**OBJECTIVE:** Count how many lines in the records below contain the word "rocky". Give only the number.

**EXERCISE INPUTS:**
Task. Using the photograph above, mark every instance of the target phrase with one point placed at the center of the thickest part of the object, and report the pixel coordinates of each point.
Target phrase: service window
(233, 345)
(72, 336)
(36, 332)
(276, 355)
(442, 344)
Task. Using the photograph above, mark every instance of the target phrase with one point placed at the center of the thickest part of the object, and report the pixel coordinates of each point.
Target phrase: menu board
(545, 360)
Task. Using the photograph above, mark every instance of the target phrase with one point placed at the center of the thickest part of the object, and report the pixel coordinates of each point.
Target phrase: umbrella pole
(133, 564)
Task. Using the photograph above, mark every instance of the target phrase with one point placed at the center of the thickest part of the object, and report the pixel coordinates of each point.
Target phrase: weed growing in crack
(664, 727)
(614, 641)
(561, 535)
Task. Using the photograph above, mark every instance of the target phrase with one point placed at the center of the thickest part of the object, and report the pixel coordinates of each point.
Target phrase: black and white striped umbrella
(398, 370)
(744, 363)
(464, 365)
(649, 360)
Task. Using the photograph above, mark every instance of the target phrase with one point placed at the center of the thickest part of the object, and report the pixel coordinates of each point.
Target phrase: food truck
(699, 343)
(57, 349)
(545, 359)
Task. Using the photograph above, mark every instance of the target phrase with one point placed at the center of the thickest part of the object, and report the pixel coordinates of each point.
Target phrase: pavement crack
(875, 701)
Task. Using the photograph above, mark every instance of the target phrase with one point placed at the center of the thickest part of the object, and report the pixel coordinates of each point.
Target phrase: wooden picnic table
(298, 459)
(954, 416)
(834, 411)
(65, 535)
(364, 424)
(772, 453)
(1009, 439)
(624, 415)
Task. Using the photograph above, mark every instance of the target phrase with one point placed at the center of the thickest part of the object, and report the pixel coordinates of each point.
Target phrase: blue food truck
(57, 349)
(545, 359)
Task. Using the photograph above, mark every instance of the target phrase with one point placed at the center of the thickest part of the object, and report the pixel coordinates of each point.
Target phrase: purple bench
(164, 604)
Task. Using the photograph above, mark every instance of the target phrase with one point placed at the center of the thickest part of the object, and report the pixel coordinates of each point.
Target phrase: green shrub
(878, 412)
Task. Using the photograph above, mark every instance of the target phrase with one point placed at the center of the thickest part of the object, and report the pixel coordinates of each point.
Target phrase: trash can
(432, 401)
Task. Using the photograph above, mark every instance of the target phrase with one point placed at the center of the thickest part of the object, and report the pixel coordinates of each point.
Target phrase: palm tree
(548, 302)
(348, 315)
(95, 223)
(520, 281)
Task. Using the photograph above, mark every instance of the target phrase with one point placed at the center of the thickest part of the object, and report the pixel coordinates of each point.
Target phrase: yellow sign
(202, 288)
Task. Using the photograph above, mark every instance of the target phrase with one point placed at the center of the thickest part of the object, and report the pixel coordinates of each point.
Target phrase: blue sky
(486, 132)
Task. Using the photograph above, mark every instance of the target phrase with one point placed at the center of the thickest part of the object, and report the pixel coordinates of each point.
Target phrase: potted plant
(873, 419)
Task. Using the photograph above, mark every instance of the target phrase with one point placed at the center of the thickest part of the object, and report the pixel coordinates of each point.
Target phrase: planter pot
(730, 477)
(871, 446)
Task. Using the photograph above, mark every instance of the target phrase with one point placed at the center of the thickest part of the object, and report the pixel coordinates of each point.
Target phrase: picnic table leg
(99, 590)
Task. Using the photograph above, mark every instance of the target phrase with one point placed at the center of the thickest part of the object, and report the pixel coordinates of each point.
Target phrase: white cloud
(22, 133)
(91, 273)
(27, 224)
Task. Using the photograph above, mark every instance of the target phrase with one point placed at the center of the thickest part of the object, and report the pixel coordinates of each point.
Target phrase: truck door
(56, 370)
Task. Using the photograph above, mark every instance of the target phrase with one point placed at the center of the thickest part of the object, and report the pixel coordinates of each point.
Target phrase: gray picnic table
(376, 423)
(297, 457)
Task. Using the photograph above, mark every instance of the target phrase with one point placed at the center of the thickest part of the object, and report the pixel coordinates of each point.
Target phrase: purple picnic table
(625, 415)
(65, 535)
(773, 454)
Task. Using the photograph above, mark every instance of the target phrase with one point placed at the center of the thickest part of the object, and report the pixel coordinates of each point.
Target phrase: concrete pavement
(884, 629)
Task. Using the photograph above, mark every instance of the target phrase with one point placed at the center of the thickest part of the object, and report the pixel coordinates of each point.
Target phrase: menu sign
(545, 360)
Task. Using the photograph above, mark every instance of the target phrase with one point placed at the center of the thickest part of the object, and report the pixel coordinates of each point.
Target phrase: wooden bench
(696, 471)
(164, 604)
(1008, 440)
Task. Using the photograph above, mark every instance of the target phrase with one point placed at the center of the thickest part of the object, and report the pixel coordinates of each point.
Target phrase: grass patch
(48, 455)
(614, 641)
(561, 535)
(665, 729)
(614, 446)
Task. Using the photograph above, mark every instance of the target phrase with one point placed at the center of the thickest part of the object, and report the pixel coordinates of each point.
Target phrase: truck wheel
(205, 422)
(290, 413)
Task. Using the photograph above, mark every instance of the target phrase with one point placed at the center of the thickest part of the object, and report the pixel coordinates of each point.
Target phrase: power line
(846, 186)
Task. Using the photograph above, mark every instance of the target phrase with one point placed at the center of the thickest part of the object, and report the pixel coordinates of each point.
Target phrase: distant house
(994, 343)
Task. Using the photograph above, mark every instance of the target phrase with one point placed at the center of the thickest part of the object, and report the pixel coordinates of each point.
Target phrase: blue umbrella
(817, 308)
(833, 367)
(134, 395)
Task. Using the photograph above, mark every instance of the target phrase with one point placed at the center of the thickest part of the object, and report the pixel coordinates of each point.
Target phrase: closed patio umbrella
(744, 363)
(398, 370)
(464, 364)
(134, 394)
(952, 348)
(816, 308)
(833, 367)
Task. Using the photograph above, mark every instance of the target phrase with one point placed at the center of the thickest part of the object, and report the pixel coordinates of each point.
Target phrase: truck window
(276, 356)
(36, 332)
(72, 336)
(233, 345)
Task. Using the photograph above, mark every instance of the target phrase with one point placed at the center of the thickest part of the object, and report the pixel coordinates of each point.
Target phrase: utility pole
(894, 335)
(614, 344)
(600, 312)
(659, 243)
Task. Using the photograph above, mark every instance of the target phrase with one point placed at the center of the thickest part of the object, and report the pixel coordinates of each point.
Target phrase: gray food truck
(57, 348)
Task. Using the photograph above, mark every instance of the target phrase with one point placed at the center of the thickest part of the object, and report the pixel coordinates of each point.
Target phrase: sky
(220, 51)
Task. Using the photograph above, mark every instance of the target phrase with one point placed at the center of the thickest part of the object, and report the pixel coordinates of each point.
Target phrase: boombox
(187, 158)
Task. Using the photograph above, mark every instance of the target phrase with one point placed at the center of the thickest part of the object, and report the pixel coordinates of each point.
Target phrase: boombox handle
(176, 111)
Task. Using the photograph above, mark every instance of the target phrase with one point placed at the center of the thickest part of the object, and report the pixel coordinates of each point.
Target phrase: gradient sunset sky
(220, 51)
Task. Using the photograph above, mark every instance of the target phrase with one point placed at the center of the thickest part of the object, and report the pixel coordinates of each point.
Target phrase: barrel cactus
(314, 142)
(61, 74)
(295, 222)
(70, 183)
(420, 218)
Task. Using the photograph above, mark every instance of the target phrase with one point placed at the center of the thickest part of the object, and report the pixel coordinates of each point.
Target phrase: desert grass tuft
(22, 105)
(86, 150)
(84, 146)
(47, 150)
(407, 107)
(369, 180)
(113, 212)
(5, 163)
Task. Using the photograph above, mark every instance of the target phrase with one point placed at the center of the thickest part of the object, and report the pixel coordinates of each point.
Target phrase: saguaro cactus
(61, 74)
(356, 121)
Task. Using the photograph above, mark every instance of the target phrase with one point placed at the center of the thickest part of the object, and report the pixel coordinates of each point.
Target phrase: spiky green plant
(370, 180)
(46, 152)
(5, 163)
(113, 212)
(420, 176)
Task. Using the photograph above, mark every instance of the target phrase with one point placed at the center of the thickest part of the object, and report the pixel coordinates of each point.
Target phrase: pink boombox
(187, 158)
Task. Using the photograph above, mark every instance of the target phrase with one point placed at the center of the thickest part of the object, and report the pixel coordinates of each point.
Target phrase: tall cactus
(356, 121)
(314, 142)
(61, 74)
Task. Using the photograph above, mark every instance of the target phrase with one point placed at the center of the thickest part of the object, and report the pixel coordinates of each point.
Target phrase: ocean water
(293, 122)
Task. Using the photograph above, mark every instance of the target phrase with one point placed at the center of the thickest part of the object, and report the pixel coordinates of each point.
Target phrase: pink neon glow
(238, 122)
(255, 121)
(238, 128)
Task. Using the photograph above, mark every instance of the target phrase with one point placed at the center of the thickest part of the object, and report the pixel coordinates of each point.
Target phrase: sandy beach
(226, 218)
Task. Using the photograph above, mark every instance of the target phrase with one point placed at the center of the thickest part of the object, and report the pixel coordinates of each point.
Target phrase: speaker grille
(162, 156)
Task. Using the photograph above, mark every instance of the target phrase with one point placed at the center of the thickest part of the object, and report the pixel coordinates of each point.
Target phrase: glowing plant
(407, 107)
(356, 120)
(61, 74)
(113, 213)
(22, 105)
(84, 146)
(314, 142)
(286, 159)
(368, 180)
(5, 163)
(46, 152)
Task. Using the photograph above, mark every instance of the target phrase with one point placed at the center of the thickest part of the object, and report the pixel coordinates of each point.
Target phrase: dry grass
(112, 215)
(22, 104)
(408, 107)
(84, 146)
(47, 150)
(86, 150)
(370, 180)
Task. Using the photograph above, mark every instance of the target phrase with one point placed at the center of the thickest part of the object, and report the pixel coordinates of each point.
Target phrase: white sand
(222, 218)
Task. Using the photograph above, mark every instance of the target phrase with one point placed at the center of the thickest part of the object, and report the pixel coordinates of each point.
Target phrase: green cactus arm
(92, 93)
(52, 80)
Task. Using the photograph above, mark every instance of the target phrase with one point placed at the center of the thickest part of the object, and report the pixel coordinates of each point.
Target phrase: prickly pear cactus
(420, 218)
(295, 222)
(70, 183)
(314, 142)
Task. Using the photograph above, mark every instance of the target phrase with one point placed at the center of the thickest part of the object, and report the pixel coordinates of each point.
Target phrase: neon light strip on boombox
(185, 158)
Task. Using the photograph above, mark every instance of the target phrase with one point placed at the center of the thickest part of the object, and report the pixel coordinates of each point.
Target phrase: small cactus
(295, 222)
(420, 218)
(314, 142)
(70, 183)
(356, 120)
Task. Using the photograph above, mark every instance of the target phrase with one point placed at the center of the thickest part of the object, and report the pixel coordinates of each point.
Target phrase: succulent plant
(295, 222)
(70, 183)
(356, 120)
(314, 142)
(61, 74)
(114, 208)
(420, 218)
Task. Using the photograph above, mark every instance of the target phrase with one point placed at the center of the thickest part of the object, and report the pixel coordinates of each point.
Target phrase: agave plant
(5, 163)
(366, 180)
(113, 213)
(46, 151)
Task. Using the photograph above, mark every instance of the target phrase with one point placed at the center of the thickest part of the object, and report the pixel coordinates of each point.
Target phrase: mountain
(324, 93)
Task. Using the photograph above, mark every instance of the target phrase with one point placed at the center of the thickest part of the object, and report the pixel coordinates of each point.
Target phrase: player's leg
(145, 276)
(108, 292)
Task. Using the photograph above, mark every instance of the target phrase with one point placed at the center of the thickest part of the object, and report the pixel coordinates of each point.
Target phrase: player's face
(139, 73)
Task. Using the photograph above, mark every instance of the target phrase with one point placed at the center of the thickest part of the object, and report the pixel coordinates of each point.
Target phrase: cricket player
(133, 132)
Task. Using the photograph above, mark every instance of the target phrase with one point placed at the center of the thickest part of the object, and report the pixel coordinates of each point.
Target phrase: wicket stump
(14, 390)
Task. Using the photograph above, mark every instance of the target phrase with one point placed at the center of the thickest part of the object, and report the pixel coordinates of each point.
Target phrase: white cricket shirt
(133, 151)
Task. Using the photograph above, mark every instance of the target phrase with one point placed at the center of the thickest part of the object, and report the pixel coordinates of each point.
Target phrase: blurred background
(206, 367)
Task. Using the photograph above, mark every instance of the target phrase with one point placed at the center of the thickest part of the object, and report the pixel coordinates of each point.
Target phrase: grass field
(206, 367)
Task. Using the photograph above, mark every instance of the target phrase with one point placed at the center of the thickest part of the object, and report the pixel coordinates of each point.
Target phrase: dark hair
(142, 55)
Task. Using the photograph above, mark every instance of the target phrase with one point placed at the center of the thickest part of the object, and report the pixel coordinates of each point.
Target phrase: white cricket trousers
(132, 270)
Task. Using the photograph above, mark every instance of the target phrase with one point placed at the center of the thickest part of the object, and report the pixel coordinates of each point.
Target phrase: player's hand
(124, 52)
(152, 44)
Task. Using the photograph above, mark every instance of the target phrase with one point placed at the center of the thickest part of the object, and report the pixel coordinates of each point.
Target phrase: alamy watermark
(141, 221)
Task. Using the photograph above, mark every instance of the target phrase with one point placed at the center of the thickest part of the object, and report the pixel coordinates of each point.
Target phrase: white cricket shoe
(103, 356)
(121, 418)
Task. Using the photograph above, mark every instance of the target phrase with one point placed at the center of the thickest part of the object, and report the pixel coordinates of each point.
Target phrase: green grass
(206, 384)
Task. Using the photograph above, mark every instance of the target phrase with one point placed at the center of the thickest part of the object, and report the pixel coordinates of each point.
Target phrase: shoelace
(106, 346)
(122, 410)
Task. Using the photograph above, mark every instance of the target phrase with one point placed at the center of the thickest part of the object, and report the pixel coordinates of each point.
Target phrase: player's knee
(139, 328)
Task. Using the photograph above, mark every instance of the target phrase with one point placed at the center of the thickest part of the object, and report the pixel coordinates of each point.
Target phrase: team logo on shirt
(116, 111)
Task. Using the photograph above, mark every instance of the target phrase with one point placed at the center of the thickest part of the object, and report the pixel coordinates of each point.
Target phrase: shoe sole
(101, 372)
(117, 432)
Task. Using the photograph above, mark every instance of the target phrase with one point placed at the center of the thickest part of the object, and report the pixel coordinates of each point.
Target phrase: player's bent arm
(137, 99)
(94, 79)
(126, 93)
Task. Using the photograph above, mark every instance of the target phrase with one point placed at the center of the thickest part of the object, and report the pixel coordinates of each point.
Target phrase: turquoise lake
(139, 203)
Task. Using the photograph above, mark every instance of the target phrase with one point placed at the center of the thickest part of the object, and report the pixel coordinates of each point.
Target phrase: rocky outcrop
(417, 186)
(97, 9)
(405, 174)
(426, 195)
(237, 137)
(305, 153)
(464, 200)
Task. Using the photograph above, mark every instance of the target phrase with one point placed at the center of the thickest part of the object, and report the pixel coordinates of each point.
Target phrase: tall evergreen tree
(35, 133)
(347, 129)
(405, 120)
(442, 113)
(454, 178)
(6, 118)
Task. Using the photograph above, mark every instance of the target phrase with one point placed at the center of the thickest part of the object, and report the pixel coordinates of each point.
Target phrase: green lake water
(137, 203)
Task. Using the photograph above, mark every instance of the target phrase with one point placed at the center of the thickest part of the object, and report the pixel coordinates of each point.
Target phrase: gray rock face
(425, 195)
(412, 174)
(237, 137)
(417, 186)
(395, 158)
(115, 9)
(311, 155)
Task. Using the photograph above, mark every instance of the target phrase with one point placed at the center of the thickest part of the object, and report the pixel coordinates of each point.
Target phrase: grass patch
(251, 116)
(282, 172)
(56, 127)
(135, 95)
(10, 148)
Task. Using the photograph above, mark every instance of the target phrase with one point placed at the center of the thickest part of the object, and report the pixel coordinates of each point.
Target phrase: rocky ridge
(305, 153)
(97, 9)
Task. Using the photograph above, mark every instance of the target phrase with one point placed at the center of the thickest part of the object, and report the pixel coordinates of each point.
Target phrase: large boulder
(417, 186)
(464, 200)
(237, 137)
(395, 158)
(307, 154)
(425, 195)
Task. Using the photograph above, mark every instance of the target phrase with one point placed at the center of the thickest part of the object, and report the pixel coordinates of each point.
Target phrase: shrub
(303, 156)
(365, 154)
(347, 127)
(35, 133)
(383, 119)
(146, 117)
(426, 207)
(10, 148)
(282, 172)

**COMPLETE ANSWER:** 2